*** Excerpted text

Secured Communications launches messaging layer security
Secured Communications has launched what it claims to be the 'world's first' commercial implementation of messaging layer security (MLS) and asynchronous ratcheting tree (ART) encryption to keep all online messaging secure and private. The company says its new technology, called Mercury, protects every message, every time, no matter how many messages, devices or people are involved. It leverages AES 256 and Elliptic Curve Cryptography to encode messages, files sharing, calls and video conferencing.
Secured Communications’ CEO, Robert Wilson said: “Mercury, is built on the foundation of security allowing us to innovate and continually evolve to protect clients against an expanding threat environment in a post pandemic world. End-to-End Encrypted (E2EE) messaging applications on the market today have made it easy to connect with co-workers, vendors, and other business partners around the world. But E2EE protocols used in many popular apps lose their security integrity when more than two people or devices are in a conversation. This means even direct messages can be compromised. Other messaging platforms on the market use “sender keys”, which are sent with the message for the other participant’s devices to decrypt. This can expose group conversations to ‘man-in-the-middle’ attacks and once compromised, an intruder can passively listen in on conversations going forward.

******

** Questions on the material **
1. Summarize the article on the launch of Secured Communications' Mercury in two sentences.
2. Continue the article on Secured Communications' Mercury launch for a few sentences, picking up after its last sentence.

*** Data shown

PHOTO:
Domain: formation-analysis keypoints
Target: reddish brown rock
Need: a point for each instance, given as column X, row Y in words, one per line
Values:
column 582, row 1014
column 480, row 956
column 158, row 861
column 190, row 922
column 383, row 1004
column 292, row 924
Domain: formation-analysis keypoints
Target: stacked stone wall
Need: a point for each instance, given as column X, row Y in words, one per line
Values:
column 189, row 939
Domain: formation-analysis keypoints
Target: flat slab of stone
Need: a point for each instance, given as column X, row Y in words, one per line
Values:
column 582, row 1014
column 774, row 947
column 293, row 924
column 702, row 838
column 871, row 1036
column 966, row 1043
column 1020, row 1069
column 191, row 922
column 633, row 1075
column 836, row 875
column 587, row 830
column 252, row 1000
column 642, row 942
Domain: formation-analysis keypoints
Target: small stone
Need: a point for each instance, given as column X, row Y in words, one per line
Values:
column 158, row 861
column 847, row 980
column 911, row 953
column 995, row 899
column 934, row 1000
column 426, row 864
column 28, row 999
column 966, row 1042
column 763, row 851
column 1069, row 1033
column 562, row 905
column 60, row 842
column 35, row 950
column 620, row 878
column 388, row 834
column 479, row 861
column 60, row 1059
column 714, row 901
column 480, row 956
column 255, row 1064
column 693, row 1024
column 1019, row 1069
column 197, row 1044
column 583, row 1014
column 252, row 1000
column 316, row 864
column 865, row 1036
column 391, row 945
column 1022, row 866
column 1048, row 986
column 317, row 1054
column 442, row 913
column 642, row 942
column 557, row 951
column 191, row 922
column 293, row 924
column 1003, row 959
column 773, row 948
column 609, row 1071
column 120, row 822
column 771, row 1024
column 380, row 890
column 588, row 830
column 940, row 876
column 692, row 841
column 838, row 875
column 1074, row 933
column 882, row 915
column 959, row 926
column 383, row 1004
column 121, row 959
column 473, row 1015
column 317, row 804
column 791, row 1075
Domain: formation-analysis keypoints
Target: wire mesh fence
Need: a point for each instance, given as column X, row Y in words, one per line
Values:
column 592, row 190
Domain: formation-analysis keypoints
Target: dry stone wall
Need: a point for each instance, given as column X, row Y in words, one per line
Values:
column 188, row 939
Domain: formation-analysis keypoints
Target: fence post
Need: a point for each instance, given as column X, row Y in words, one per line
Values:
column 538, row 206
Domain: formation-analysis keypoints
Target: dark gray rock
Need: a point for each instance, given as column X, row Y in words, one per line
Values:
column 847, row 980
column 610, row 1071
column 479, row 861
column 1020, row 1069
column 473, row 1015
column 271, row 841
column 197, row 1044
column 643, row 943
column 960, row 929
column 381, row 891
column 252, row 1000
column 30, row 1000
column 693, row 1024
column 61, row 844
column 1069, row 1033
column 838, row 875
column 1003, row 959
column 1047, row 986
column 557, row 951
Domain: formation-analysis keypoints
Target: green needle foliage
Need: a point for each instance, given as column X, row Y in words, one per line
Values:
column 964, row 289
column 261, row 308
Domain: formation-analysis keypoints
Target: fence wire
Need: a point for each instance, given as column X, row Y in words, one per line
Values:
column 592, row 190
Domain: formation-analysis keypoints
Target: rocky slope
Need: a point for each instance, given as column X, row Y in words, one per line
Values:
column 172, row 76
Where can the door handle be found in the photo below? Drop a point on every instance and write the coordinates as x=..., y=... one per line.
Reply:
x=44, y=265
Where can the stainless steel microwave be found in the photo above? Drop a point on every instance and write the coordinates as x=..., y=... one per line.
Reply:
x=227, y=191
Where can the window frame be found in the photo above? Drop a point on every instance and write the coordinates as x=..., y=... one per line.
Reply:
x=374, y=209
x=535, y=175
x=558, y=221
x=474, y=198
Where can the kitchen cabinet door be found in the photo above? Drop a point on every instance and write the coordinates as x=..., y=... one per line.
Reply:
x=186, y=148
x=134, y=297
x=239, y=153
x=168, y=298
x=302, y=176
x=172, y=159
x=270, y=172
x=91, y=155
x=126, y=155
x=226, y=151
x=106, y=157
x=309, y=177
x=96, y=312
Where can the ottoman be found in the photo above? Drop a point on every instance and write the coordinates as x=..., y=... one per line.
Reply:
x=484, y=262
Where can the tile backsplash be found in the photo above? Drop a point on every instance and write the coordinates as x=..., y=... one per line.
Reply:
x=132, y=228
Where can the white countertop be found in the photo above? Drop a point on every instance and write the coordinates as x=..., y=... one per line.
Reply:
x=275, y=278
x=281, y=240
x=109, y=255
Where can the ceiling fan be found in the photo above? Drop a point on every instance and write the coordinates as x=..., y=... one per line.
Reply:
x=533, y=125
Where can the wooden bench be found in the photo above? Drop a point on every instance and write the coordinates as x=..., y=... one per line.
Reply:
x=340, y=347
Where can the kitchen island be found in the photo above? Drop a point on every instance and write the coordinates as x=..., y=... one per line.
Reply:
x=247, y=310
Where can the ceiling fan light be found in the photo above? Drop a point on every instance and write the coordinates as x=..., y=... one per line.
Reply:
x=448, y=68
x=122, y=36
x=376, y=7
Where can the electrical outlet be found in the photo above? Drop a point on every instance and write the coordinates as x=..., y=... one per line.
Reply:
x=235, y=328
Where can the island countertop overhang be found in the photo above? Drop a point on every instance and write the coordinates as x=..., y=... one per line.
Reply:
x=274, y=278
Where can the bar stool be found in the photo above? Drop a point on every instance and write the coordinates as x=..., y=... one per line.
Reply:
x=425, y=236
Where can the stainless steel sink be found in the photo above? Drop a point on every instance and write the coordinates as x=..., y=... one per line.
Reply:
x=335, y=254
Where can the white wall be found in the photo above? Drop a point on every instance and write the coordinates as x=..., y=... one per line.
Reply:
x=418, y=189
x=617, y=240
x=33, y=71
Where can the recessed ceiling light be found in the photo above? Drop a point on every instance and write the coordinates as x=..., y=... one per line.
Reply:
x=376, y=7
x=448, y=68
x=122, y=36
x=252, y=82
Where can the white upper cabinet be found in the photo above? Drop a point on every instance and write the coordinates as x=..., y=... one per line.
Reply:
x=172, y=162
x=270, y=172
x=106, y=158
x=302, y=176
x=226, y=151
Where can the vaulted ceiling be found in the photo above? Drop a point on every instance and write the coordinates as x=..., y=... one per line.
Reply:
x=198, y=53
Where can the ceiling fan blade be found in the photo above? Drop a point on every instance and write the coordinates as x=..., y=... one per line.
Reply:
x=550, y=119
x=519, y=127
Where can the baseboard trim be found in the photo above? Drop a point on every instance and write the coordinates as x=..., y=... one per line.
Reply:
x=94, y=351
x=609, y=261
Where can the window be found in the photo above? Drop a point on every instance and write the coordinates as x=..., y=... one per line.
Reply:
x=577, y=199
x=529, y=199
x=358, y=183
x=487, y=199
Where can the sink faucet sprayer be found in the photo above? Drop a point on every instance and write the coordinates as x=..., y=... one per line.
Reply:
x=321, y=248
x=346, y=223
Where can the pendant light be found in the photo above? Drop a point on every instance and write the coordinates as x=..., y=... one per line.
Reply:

******

** Set of answers **
1. Secured Communications has launched Mercury, which it claims is the world's first commercial implementation of messaging layer security (MLS) and asynchronous ratcheting tree (ART) encryption, using AES 256 and Elliptic Curve Cryptography to protect messages, file sharing, calls and video conferencing. CEO Robert Wilson says the E2EE protocols in many popular apps lose their security integrity when more than two people or devices join a conversation, and platforms that use "sender keys" leave group conversations open to man-in-the-middle attacks.

2.
"However, MLS is an additional layer of security in which each message is encrypted and thus protected individually. Think of messaging as a “pipe” and MLS as unlimited pipes within that pipe, with each message being encrypted separately to keep them secure."
Damien Fortune, Secured Communications’ Chief Operations Officer, said: “Increasing technical sophistication and access to more computing power by those that choose to hack into your business systems has made the migration away from TLS-based security an inevitable requirement. With modern workflows shifting away from antiquated email systems in favour of messaging and collaboration-centric tools, MLS was the obvious answer.”